Reproduce all of the entries below exactly, without a single change.

** Opening Records for this exercise block **

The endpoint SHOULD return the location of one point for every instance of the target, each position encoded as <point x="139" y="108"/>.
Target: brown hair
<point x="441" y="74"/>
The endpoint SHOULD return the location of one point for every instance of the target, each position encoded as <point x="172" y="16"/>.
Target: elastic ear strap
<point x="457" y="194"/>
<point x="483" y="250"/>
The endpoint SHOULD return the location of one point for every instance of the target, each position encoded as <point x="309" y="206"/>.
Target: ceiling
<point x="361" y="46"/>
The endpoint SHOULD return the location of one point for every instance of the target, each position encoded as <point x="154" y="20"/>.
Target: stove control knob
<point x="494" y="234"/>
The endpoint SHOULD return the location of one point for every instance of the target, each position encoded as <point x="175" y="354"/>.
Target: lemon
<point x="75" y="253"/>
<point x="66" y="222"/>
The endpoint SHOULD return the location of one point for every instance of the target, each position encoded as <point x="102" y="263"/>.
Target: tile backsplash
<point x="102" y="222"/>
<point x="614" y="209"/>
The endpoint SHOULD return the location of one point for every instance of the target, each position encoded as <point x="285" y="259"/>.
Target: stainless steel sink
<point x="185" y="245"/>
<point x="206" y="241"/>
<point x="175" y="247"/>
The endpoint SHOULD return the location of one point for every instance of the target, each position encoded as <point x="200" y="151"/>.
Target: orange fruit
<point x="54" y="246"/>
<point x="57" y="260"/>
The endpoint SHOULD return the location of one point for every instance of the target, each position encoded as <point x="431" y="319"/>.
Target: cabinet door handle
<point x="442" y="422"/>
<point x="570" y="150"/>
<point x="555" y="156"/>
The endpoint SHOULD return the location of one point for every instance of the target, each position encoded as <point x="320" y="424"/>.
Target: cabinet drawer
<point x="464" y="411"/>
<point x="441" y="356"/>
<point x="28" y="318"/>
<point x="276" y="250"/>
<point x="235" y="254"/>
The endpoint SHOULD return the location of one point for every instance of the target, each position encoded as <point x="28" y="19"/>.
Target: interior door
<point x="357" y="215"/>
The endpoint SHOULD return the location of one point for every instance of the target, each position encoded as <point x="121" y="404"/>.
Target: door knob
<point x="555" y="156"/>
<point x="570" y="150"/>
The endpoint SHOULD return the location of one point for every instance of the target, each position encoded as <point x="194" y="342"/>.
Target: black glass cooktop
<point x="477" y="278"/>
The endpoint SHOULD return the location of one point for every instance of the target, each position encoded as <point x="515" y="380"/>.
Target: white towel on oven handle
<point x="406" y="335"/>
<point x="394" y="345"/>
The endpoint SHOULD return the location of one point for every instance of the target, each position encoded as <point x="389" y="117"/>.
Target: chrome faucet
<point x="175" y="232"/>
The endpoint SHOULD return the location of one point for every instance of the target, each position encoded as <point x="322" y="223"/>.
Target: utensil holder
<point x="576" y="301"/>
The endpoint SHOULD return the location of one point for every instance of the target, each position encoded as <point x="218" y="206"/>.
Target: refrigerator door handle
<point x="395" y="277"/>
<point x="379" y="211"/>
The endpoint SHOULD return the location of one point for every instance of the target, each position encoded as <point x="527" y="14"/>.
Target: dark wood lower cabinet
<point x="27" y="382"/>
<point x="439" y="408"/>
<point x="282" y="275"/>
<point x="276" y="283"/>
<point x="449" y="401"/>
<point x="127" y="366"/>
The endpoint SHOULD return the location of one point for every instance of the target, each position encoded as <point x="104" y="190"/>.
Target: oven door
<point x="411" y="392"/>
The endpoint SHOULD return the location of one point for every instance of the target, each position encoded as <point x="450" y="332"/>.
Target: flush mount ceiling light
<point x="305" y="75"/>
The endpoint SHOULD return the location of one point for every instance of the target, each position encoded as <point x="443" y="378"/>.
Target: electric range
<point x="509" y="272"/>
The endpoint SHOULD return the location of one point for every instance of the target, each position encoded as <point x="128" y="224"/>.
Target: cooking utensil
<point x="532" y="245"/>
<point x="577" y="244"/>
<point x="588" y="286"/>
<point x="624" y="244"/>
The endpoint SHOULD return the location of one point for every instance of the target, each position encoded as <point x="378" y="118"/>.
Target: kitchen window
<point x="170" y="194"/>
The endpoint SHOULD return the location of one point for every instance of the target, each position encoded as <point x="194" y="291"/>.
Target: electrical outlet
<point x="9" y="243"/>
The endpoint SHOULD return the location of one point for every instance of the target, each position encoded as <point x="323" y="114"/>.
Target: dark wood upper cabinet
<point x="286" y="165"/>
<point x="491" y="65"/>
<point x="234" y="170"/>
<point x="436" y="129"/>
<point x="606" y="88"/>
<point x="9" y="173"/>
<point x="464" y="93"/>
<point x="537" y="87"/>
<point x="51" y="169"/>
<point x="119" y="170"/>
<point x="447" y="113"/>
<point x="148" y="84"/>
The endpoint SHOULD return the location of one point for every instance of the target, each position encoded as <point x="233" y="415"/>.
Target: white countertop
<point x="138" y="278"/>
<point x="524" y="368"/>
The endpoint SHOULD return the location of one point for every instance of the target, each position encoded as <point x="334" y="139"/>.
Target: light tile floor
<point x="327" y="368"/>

** Closing Records for this exercise block **

- _Exercise result_
The endpoint SHOULD return the location of one point for every instance of the target, each position encoded as <point x="139" y="108"/>.
Target: brown hair
<point x="441" y="74"/>
The endpoint SHOULD return the location of one point for every instance of the target, each position encoded as <point x="172" y="16"/>.
Target: elastic ear strap
<point x="457" y="194"/>
<point x="483" y="250"/>
The endpoint SHOULD return the location of one point for every instance of the target, each position encoded as <point x="309" y="206"/>.
Target: ceiling
<point x="361" y="46"/>
The endpoint SHOULD return the location of one point for every instance of the target, each position encoded as <point x="154" y="20"/>.
Target: stove control knob
<point x="494" y="234"/>
The endpoint SHOULD return the location of one point for every instance of the target, each position encoded as <point x="175" y="354"/>.
Target: lemon
<point x="75" y="253"/>
<point x="66" y="222"/>
The endpoint SHOULD return the location of one point for every instance of the target, each position encoded as <point x="102" y="263"/>.
Target: tile backsplash
<point x="102" y="222"/>
<point x="614" y="209"/>
The endpoint SHOULD return the location of one point for every instance of the target, each position encoded as <point x="285" y="259"/>.
Target: stainless steel sink
<point x="185" y="245"/>
<point x="206" y="241"/>
<point x="175" y="247"/>
The endpoint SHOULD return the location of one point for every instance of the target, each position encoded as <point x="200" y="151"/>.
Target: orange fruit
<point x="54" y="246"/>
<point x="57" y="260"/>
The endpoint SHOULD return the location of one point for every instance of the target, each position encoded as <point x="431" y="319"/>.
Target: cabinet door handle
<point x="442" y="422"/>
<point x="570" y="150"/>
<point x="555" y="156"/>
The endpoint SHOULD return the location of one point for every instance of the target, each position encoded as <point x="320" y="424"/>.
Target: cabinet drawer
<point x="464" y="411"/>
<point x="441" y="356"/>
<point x="28" y="318"/>
<point x="276" y="250"/>
<point x="235" y="254"/>
The endpoint SHOULD return the location of one point for every instance of the target, each position encoded as <point x="28" y="19"/>.
Target: interior door
<point x="357" y="215"/>
The endpoint SHOULD return the location of one point for every instance of the target, each position encoded as <point x="121" y="404"/>.
Target: door knob
<point x="555" y="156"/>
<point x="570" y="150"/>
The endpoint SHOULD return the location of one point for every instance of the target, each position encoded as <point x="194" y="342"/>.
Target: black glass cooktop
<point x="477" y="278"/>
The endpoint SHOULD return the location of one point for every instance of the target, each position encoded as <point x="515" y="380"/>.
Target: white towel on oven handle
<point x="406" y="335"/>
<point x="394" y="345"/>
The endpoint SHOULD return the location of one point for every instance of the target, each position encoded as <point x="389" y="117"/>.
Target: chrome faucet
<point x="175" y="232"/>
The endpoint SHOULD return the location of one point for every instance of the target, each position encoded as <point x="322" y="223"/>.
Target: utensil holder
<point x="576" y="301"/>
The endpoint SHOULD return the location of one point for every instance of the target, each position encoded as <point x="218" y="206"/>.
Target: refrigerator door handle
<point x="395" y="277"/>
<point x="379" y="211"/>
The endpoint SHOULD return the location of one point for every instance of the target, each position encoded as <point x="527" y="14"/>.
Target: dark wood lower cabinet
<point x="27" y="382"/>
<point x="439" y="408"/>
<point x="282" y="275"/>
<point x="276" y="283"/>
<point x="449" y="401"/>
<point x="127" y="366"/>
The endpoint SHOULD return the location of one point for every instance of the target, each position encoded as <point x="104" y="190"/>.
Target: oven door
<point x="411" y="392"/>
The endpoint SHOULD return the location of one point for every instance of the target, each position encoded as <point x="450" y="332"/>.
Target: flush mount ceiling light
<point x="305" y="75"/>
The endpoint SHOULD return the location of one point for every instance of the target, each position encoded as <point x="443" y="378"/>.
Target: electric range
<point x="509" y="272"/>
The endpoint SHOULD return the location of one point for every instance of the target, each position encoded as <point x="128" y="224"/>.
Target: cooking utensil
<point x="532" y="245"/>
<point x="577" y="244"/>
<point x="588" y="286"/>
<point x="624" y="244"/>
The endpoint SHOULD return the location of one point for every instance of the target, each position encoded as <point x="378" y="118"/>.
Target: kitchen window
<point x="170" y="194"/>
The endpoint SHOULD return the location of one point for every instance of the target, each position encoded as <point x="194" y="291"/>.
Target: electrical outlet
<point x="9" y="243"/>
The endpoint SHOULD return the location of one point for every instance of the target, each position encoded as <point x="323" y="114"/>.
Target: dark wood upper cabinet
<point x="286" y="165"/>
<point x="491" y="65"/>
<point x="234" y="170"/>
<point x="436" y="129"/>
<point x="606" y="88"/>
<point x="9" y="173"/>
<point x="464" y="93"/>
<point x="537" y="87"/>
<point x="51" y="169"/>
<point x="119" y="170"/>
<point x="447" y="113"/>
<point x="148" y="84"/>
The endpoint SHOULD return the location of one point for every instance of the target, each position encoded as <point x="233" y="415"/>.
Target: white countertop
<point x="138" y="278"/>
<point x="524" y="368"/>
The endpoint SHOULD return the location of one point for every instance of the target, each position encoded as <point x="334" y="139"/>.
Target: light tile floor
<point x="327" y="368"/>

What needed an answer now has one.